What is needed —
Write the next part of the text below about American Superconductor's amended deal to buy The Switch, starting after its final sentence.

Source —
————

On June 29, 2011, American Superconductor Corporation, a Delaware corporation (the Company),
entered into an amendment agreement (the Amendment), by and among the Company and the
shareholders (the Shareholders) of The Switch Engineering Oy, a limited liability company
incorporated and existing under the laws of Finland (The Switch), amending that certain share
purchase agreement dated March 12, 2011 by and among the Company and the Shareholders (the Share
Purchase Agreement).
Pursuant to the Amendment, the Company agreed, upon the satisfaction or waiver of the conditions in
the Share Purchase Agreement, as amended by the Amendment, to acquire all of the outstanding shares
of The Switch for an aggregate purchase price of (i) 190.0 million, payable as follows: (1) 14.25
million in cash in the form of an advance payment (the Advance Payment), which was paid by the
Company on June 29, 2011, (2) 118.75 million in cash at the closing and (3) the issuance at the
closing of shares of the Companys common stock, $0.01 par value per share (Common Stock), with a
value of 57.0 million based on the average closing price of the Common Stock during the 20 trading
days preceding the second business day prior to the closing and the USD/EUR exchange rate on the
second business day prior to the closing, and (ii) in the event closing occurs after September 1,
2011, interest at an annual rate of 4% on 118.75 million, accruing from September 1, 2011 until
the closing date (inclusive), payable in cash at the closing. In the event that the total number
of shares of Common Stock issuable to the Shareholders would exceed 19.9% of the total number of
shares of Common Stock outstanding prior to such issuance, in lieu of the issuance of such excess
shares, the Company agreed to pay additional cash at the closing to the Minor Sellers (as defined
in the Share Purchase Agreement) and issue to the remaining Shareholders unsecured promissory notes
for such excess amount, which notes shall be payable on the first business day after the first
anniversary of the closing date.

————

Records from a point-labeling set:

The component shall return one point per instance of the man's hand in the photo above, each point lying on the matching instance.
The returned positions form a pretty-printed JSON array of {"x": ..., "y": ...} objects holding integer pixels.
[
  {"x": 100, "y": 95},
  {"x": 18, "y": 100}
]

————

Task response —
Pursuant to the Amendment, the parties agreed that the escrow would terminate on June 10, 2012
rather than twelve months after the closing date. The parties also agreed that the closing would
take place on the tenth business day after the date on which the Company informs the Shareholders
that a financing resulting in post-acquisition net cash available to the Company of at least $100 million has been
completed, provided that all other closing conditions have been satisfied or waived. In addition,
pursuant to the Amendment, the parties agreed that the Advance Payment shall constitute a
termination fee payable to the Shareholders in the event the Share Purchase Agreement, as
amended by the Amendment, is terminated should the closing not take place on or before September
30, 2011 (subject to extension for up to two one-month periods, as
described in Section 6.6), or 10
business days thereafter in the case of a breach and/or failure to remedy by the Shareholders under
Section 6.3.1, (i) by the Shareholders pursuant to
Section 6.6(i), or (ii) the Company pursuant to Section
6.6(ii) (which, in the case of Sections 6.6(i) and 6.6(ii), includes upon the occurrence of a
Failed Financing Event (as defined in the Amendment) and, in the case of Section 6.6(ii), upon the
occurrence of a Material Adverse Effect (as defined in the Share Purchase Agreement)). Upon any such termination and retention by the Shareholders of the Advance Payment, the parties shall have no right to make any further claims against each other.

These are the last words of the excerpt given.